___ 原文
调用org.apache.hadoop.mapred.TaskTracker.java中的startNewTask方法

 /**
   * Start a new task.
   * All exceptions are handled locally, so that we don't mess up the
   * task tracker.
   * @throws InterruptedException 
   */
  void startNewTask(final TaskInProgress tip) throws InterruptedException {
    Thread launchThread = new Thread(new Runnable() {
      @Override
      public void run() {
        try {
          RunningJob rjob = localizeJob(tip);
          tip.getTask().setJobFile(rjob.getLocalizedJobConf().toString());
          // Localization is done. Neither rjob.jobConf nor rjob.ugi can be null
          launchTaskForJob(tip, new JobConf(rjob.getJobConf()), rjob); 
        } catch (Throwable e) {
          String msg = ("Error initializing " + tip.getTask().getTaskID() + 
                        ":\n" + StringUtils.stringifyException(e));
          LOG.warn(msg);
          tip.reportDiagnosticInfo(msg);
          try {
            tip.kill(true);
            tip.cleanup(false, true);
          } catch (IOException ie2) {
            LOG.info("Error cleaning up " + tip.getTask().getTaskID(), ie2);
          } catch (InterruptedException ie2) {
            LOG.info("Error cleaning up " + tip.getTask().getTaskID(), ie2);
          }
          if (e instanceof Error) {
            LOG.error("TaskLauncher error " + 
                StringUtils.stringifyException(e));
          }
        }
      }
    });
    launchThread.start();
  }

由于用户应用程序相关文件（比如jar包，字典文件等）可能很大，这使得任务花费较长时间从HDFS上下载这些数据，如果TaskTracker串行启动各个任务，势必会延长任务的启动时间。为了解决该问题，TaskTracker采用多线程启动任务，即为每个任务单独启动一个线程，简化代码如下：

void startNewTask(final TaskInProgress tip){
    Thread launchThread = new Thread(new Runnable()){
        public void run(){
            ...
            RunningJob rjob = localizeJob(tip) ;//作业本地化
            tip.getTask().setJobFile(rjob.getLocalizedJobConf().toString());
           // Localization is done. Neither rjob.jobConf nor rjob.ugi can be null
           launchTaskForJob(tip, new JobConf(rjob.getJobConf()), rjob);
           ... 
        }
    }
}

调用org.apache.hadoop.mapred.TaskTracker.java中的localizeJob方法，初始化job目录

 // intialize the job directory
  RunningJob localizeJob(TaskInProgress tip)
______
___ 提供材料
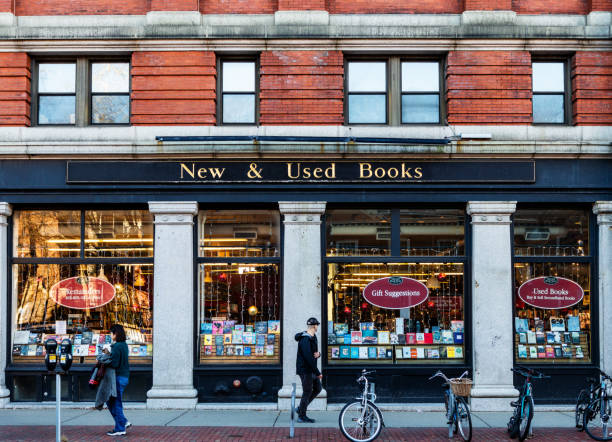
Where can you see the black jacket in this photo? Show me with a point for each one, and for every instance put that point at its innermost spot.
(307, 346)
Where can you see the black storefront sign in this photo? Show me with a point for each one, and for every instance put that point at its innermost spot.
(212, 172)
______
任务说明:
a. 请列出原文中直接对 tip 调用过的所有方法名，每个只写一次。
b. 把原文中从“RunningJob rjob = localizeJob(tip) ;//作业本地化”到“RunningJob localizeJob(TaskInProgress tip)”这一段原样抄下来，开头和结尾的字都要包括。

参考答案:
a. getTask、reportDiagnosticInfo、kill、cleanup

b.
RunningJob rjob = localizeJob(tip) ;//作业本地化
            tip.getTask().setJobFile(rjob.getLocalizedJobConf().toString());
           // Localization is done. Neither rjob.jobConf nor rjob.ugi can be null
           launchTaskForJob(tip, new JobConf(rjob.getJobConf()), rjob);
           ... 
        }
    }
}

调用org.apache.hadoop.mapred.TaskTracker.java中的localizeJob方法，初始化job目录

 // intialize the job directory
  RunningJob localizeJob(TaskInProgress tip)